Information provided:
************
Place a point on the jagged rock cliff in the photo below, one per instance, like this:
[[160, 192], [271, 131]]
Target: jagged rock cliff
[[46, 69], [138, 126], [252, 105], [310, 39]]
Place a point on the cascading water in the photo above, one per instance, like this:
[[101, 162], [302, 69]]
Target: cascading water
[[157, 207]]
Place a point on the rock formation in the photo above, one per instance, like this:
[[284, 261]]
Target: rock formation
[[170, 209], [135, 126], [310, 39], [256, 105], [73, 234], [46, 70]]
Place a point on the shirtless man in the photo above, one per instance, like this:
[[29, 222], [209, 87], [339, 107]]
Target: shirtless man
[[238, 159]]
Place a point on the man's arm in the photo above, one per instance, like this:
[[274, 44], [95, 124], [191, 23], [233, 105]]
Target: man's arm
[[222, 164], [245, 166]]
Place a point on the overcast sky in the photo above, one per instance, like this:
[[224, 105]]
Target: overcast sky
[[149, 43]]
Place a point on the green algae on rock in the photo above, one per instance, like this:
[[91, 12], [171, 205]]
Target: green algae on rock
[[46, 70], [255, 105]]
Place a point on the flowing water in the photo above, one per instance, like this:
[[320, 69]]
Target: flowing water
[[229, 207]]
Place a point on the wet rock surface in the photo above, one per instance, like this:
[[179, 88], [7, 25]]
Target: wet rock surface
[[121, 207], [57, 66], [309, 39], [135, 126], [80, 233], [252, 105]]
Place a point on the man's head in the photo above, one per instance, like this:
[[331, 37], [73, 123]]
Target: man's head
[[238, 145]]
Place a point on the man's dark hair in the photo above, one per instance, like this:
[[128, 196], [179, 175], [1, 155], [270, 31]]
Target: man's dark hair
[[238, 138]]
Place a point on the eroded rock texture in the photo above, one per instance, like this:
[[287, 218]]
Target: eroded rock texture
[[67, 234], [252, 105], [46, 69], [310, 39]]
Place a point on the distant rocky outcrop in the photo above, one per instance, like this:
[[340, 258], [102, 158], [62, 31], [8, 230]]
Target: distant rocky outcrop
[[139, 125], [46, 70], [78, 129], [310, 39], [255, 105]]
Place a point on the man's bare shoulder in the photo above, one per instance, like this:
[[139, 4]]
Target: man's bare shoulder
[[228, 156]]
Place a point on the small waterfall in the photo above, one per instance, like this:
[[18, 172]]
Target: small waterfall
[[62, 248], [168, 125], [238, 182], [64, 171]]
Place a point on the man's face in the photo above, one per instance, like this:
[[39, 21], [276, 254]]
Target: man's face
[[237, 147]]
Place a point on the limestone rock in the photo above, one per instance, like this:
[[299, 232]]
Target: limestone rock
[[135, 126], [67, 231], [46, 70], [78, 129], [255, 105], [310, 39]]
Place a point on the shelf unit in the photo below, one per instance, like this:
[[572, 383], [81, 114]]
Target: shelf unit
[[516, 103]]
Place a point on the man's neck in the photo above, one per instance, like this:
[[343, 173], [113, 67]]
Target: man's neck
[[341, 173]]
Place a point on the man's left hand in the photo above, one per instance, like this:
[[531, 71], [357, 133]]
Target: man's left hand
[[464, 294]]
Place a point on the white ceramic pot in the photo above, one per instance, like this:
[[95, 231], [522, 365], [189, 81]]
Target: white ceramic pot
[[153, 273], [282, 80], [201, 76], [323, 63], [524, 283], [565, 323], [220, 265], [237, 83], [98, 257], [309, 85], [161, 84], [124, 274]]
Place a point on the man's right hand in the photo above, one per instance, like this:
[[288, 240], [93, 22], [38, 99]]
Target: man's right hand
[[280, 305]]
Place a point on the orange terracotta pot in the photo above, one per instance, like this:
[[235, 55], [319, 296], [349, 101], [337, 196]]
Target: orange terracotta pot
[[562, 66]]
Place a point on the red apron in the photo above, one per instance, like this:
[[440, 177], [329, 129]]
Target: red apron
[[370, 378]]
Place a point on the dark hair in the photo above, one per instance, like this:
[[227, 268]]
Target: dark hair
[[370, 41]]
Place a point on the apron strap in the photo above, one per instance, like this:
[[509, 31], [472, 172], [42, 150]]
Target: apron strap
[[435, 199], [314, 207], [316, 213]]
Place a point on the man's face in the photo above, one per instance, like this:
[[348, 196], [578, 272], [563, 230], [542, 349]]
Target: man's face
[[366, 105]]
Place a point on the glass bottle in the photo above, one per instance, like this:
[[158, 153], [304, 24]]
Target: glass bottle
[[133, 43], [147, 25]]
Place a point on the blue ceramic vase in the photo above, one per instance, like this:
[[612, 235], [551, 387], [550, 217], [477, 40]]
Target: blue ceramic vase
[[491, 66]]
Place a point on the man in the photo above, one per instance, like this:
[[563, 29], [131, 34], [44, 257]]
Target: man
************
Work to complete:
Please copy all of the material above line for line, changing nothing.

Output of the exercise:
Place a point on the jagged rock cliff in the photo below, one per instance, like this:
[[160, 192], [271, 131]]
Target: jagged rock cliff
[[46, 69], [138, 126], [252, 105], [310, 39]]
Place a point on the cascading water in the photo above, one per instance, like this:
[[101, 162], [302, 69]]
Target: cascading water
[[157, 207]]
Place a point on the rock formation in the photo above, one per instance, like this:
[[284, 261]]
Target: rock formation
[[170, 209], [135, 126], [310, 39], [256, 105], [73, 234], [46, 70]]
Place a point on the shirtless man in the photo above, one per instance, like this:
[[29, 222], [209, 87], [339, 107]]
Target: shirtless man
[[238, 159]]
Place a point on the man's arm in the photo above, one per instance, like this:
[[274, 44], [95, 124], [191, 23], [233, 105]]
Target: man's arm
[[222, 164], [245, 166]]
Place a point on the overcast sky in the photo above, one per instance, like this:
[[224, 105]]
Target: overcast sky
[[149, 43]]
Place a point on the green algae on rock in the photo above, one per instance, like this:
[[91, 12], [171, 205]]
Target: green algae on rock
[[46, 70], [255, 105]]
Place a point on the flowing water in the photo above, one per instance, like this:
[[320, 69]]
Target: flowing water
[[229, 207]]
Place a point on the wet rock surface in the photo above, one per instance, like this:
[[179, 88], [7, 25]]
Target: wet rock surface
[[121, 207], [57, 66], [309, 39], [135, 126], [80, 233], [252, 105]]
Place a point on the man's head in the photo above, one per instance, like this:
[[331, 37], [73, 123]]
Target: man's head
[[238, 145]]
Place a point on the man's dark hair in the photo above, one per instance, like this:
[[128, 196], [179, 175], [1, 155], [270, 31]]
Target: man's dark hair
[[238, 138]]
Place a point on the eroded rock texture in the photo above, one per instance, like this:
[[287, 218]]
Target: eroded rock texture
[[67, 234], [252, 105], [46, 69], [310, 39]]
Place a point on the distant rocky outcrop in the photo above, one per instance, like this:
[[340, 258], [102, 158], [62, 31], [8, 230]]
Target: distant rocky outcrop
[[139, 125], [46, 70], [78, 129], [310, 39], [255, 105]]
Place a point on the man's bare shoulder in the photo above, one per instance, like this:
[[139, 4]]
Target: man's bare shoulder
[[228, 156]]
Place a point on the small waterfall in the photo above, one per instance, like this:
[[18, 172]]
Target: small waterfall
[[62, 248], [168, 125], [238, 182], [64, 171]]
Place a point on the man's face in the photo above, one per instance, like this:
[[39, 21], [276, 254]]
Target: man's face
[[237, 147]]
Place a point on the limestone rock in the photo above, one per instance, like this:
[[299, 232]]
Target: limestone rock
[[135, 126], [67, 231], [46, 70], [78, 129], [255, 105], [310, 39]]
Place a point on the shelf unit in the photo below, one per instance, like this:
[[572, 383], [81, 114]]
Target: shelf unit
[[516, 103]]
Place a point on the man's neck in the photo above, one per instance, like this:
[[343, 173], [113, 67]]
Target: man's neck
[[341, 173]]
Place a point on the man's left hand in the photo above, one per instance, like this:
[[531, 71], [357, 133]]
Target: man's left hand
[[464, 294]]
Place a point on the white ceramic pot in the photo above, one per instance, like this:
[[95, 231], [522, 365], [189, 81]]
Target: white ceramic pot
[[153, 273], [282, 80], [201, 76], [323, 63], [524, 283], [565, 323], [220, 265], [237, 83], [98, 257], [309, 85], [161, 84], [124, 274]]
Place a point on the man's right hand in the photo above, one per instance, like this:
[[288, 240], [93, 22], [38, 99]]
Target: man's right hand
[[280, 305]]
Place a point on the orange terracotta pot in the photo above, one per instance, like this:
[[235, 55], [319, 296], [349, 101], [337, 196]]
Target: orange terracotta pot
[[562, 66]]
Place a point on the red apron in the photo above, one per instance, like this:
[[440, 177], [329, 129]]
Target: red apron
[[370, 378]]
Place a point on the dark hair in the photo above, one per instance, like this:
[[227, 268]]
Target: dark hair
[[370, 41]]
Place a point on the apron strap in the photo above, one per instance, like this:
[[509, 31], [472, 172], [42, 150]]
Target: apron strap
[[435, 199], [314, 207], [316, 213]]
Place a point on the man's face in the photo above, one per instance, like this:
[[348, 196], [578, 272], [563, 230], [542, 349]]
Target: man's face
[[366, 105]]
Place a point on the glass bottle in the photo above, one per instance, like this:
[[158, 153], [304, 24]]
Target: glass bottle
[[133, 43], [147, 25]]
Place a point on the blue ceramic vase in the photo above, one per instance, like this:
[[612, 235], [551, 387], [550, 217], [477, 40]]
Target: blue ceramic vase
[[491, 66]]
Place a point on the man in the photo above, one per instance, like this:
[[563, 29], [131, 34], [44, 257]]
Target: man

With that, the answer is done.